[Task brief]
Nothing should be left out: output all of the entries exactly.

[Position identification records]
—————
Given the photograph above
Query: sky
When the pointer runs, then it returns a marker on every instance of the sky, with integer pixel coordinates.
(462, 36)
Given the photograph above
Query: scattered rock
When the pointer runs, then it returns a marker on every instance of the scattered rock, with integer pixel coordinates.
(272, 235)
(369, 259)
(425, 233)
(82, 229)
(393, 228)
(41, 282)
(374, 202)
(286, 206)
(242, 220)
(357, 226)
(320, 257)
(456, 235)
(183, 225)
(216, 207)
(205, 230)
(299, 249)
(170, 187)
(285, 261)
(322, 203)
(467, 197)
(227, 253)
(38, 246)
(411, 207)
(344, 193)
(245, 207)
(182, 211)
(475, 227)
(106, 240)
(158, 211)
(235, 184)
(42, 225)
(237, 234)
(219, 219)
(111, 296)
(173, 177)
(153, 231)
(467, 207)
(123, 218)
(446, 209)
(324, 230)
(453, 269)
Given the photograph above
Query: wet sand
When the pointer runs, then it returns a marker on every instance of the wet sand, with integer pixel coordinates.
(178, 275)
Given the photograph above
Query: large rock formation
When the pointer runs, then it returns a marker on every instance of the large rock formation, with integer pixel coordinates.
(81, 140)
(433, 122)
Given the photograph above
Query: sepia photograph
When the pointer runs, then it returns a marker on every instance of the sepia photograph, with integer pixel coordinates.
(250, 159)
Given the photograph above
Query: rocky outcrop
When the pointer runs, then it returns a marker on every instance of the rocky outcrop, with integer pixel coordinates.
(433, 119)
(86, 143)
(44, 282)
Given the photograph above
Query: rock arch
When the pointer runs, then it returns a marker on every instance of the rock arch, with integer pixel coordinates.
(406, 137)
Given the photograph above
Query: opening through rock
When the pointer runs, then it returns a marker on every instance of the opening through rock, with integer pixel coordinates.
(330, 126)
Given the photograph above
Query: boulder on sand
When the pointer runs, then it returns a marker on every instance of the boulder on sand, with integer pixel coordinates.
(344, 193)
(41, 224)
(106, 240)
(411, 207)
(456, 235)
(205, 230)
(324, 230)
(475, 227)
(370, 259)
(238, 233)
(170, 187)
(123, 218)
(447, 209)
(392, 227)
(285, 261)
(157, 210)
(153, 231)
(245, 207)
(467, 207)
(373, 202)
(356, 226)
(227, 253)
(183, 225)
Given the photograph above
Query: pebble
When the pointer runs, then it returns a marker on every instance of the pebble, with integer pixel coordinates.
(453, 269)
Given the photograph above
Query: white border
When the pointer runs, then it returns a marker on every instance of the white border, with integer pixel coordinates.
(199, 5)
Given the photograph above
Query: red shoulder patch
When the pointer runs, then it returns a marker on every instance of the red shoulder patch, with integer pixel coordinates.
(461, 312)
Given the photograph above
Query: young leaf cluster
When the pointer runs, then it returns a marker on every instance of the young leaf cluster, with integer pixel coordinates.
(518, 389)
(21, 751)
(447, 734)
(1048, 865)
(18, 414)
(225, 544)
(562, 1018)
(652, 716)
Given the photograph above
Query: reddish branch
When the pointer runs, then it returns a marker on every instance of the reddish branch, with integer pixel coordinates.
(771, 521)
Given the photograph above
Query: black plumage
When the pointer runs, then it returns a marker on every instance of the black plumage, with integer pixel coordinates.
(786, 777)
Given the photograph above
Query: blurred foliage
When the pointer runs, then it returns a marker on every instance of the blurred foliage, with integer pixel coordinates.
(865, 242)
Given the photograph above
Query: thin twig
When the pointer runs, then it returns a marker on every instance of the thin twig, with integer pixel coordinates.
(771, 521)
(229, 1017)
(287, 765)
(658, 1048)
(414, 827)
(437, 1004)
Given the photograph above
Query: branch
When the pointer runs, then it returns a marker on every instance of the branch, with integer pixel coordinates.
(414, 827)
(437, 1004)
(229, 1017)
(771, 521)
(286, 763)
—————
[Exercise response]
Given the photograph above
Query: sky
When the pointer runs, then it returns a marker on every instance of the sky, with integer pixel coordinates.
(462, 36)
Given the photograph above
Query: scattered rock
When the pointer runs, then it returns a marker on every instance of the scattered rock, with integer pixel coordinates.
(272, 235)
(369, 259)
(425, 233)
(82, 229)
(393, 228)
(41, 282)
(374, 202)
(286, 206)
(242, 220)
(357, 226)
(320, 257)
(456, 235)
(183, 225)
(216, 207)
(205, 230)
(299, 249)
(170, 187)
(285, 261)
(322, 203)
(467, 197)
(227, 253)
(38, 246)
(411, 207)
(344, 193)
(245, 207)
(182, 211)
(475, 227)
(106, 240)
(158, 211)
(235, 184)
(42, 225)
(237, 234)
(219, 219)
(111, 296)
(173, 177)
(153, 231)
(467, 207)
(123, 218)
(446, 209)
(324, 230)
(453, 269)
Given the photograph above
Query: wet sand
When the pointer runs, then it returns a marker on every instance of the wet sand, with integer pixel coordinates.
(178, 275)
Given the photograph above
Query: large rock formation
When the pointer runs, then it returns a marker on every instance of the large rock formation, with integer pixel coordinates.
(81, 140)
(433, 122)
Given the photograph above
Query: sepia photograph
When the pointer runs, then it returns a marker on every instance of the sepia photograph, with integer pixel coordinates.
(250, 159)
Given the photograph above
Query: rocky outcrop
When the pointer runs, then it returns a marker on every instance of the rocky outcrop, with integer pixel coordinates.
(433, 119)
(86, 143)
(44, 282)
Given the photograph above
Query: rock arch
When the pointer runs, then it returns a marker on every instance of the rock arch, with integer pixel coordinates.
(406, 137)
Given the photograph above
Query: opening through rock
When the pointer runs, then it returns a marker on every instance of the opening through rock, with integer pixel coordinates.
(330, 126)
Given the photograph above
Query: boulder on sand
When the pointer runs, then it returns a marker on every instance of the boulder on sand, with integer pixel coordinates.
(344, 193)
(41, 224)
(106, 240)
(411, 207)
(456, 235)
(205, 230)
(324, 230)
(475, 227)
(370, 259)
(238, 233)
(170, 187)
(123, 218)
(447, 209)
(392, 227)
(285, 261)
(157, 210)
(153, 231)
(245, 207)
(467, 207)
(373, 202)
(356, 226)
(227, 253)
(183, 225)
Given the photograph above
Query: pebble
When the pointer runs, then it returns a marker on every instance of the pebble, with integer pixel coordinates.
(453, 269)
Given the photograph above
Query: white border
When the pointer runs, then it returns a marker on every instance of the white border, with integer pixel coordinates.
(199, 5)
Given the photograph above
Query: red shoulder patch
When the pointer runs, then it returns a marker on every instance of the red shoulder patch, with integer pixel coordinates.
(461, 312)
Given the photograph above
Query: young leaf cluster
When the pointer runs, then it returns a marker on every instance of the young leaf cluster, with integer pixel coordinates.
(518, 389)
(21, 751)
(447, 734)
(1048, 865)
(18, 414)
(225, 544)
(562, 1018)
(652, 716)
Given the photograph above
Query: reddish branch
When the pointer runs, then it returns a marker on every instance of the reddish branch, with integer pixel coordinates.
(771, 521)
Given the photograph above
Query: black plumage
When the pointer runs, then it returns a marker on every instance of the black plumage, with integer pixel coordinates.
(786, 777)
Given the photograph above
Query: blurred foliage
When the pointer runs, then it returns a marker on every instance of the blurred foliage, with integer pixel coordinates.
(865, 242)
Given the photograph above
Query: thin twig
When the pointer runs, then it returns a marker on every instance of the thin twig, with integer pixel coordinates.
(771, 521)
(229, 1017)
(287, 765)
(658, 1048)
(414, 827)
(437, 1004)
Given the photograph above
Query: branch
When the pointer runs, then it returns a marker on every instance of the branch, with integer pixel coordinates.
(414, 827)
(437, 1004)
(229, 1017)
(771, 521)
(286, 763)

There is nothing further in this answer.